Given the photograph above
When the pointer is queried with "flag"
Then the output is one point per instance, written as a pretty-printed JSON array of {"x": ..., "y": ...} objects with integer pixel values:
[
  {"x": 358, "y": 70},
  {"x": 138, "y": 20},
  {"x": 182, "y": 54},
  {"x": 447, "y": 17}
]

• WHAT THE EXERCISE ASKS
Could you restate every entry above word for word?

• TASK RESPONSE
Given the photograph above
When the pointer is queried with "flag"
Then the output is one point per instance, written as a pretty-printed JSON array of {"x": ..., "y": ...} objects with integer pixel values:
[
  {"x": 358, "y": 70},
  {"x": 138, "y": 20},
  {"x": 182, "y": 54},
  {"x": 447, "y": 17}
]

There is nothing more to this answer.